The small Napa Valley city of Calistoga was facing dire straits with its power grid just a few years ago.
The city, known for wineries, mud baths, and hot springs, is considered ground zero for public safety power shutoffs to protect residents during wildfire season.
A temporary solution from Pacific Gas & Electric, the California utility that filed for bankruptcy in 2017 due to wildfire obligations, involved shipping in diesel generators to act as a backup to the grid when power was turned off. The utility issued three requests for proposals for a carbon-free solution before it found what it wanted: a design for the first long-term, clean energy, substation microgrid in its service territory.
“We read the RFP and said, ‘Let’s try to put in front of PG&E something that is unusual – not crazy, unusual,” said Marco Terruzzin, chief commercial and product officer at Energy Vault, a Switzerland-based energy storage developer whose design was selected by PG&E.
The company is on track to complete construction this summer on the Calistoga Resiliency Center, a system designed to instantly provide 8.5 MW of power for up to 48 hours during public safety power outages.

RECORDED INFORMATION »
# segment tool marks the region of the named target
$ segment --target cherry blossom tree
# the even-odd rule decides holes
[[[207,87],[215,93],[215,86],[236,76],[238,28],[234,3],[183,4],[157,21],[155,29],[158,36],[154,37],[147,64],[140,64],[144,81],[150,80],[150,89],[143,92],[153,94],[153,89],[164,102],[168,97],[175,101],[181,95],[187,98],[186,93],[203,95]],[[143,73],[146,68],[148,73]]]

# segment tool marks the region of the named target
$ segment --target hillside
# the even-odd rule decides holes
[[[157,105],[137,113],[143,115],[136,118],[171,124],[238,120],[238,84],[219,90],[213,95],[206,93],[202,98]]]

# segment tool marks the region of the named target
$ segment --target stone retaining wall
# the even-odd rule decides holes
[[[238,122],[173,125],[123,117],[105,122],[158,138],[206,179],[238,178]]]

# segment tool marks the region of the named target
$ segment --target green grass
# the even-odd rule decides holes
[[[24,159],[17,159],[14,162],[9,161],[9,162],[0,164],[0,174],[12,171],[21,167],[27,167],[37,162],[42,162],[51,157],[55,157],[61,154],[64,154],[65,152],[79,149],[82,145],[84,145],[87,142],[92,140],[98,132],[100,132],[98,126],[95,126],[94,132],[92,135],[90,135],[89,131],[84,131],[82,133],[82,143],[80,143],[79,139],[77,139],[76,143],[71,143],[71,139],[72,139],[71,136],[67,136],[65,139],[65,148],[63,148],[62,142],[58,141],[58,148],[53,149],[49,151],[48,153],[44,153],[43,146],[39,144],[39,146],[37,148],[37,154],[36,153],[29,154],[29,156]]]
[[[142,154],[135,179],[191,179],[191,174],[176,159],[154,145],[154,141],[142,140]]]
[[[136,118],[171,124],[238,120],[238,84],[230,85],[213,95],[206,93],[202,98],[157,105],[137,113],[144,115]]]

EXERCISE DIRECTIONS »
Could you copy the passage on Calistoga's power grid word for word, starting with "The small Napa" and going on through "its service territory."? The records have no connection to the passage on Calistoga's power grid.

ANSWER TO THIS EXERCISE »
The small Napa Valley city of Calistoga was facing dire straits with its power grid just a few years ago.
The city, known for wineries, mud baths, and hot springs, is considered ground zero for public safety power shutoffs to protect residents during wildfire season.
A temporary solution from Pacific Gas & Electric, the California utility that filed for bankruptcy in 2017 due to wildfire obligations, involved shipping in diesel generators to act as a backup to the grid when power was turned off. The utility issued three requests for proposals for a carbon-free solution before it found what it wanted: a design for the first long-term, clean energy, substation microgrid in its service territory.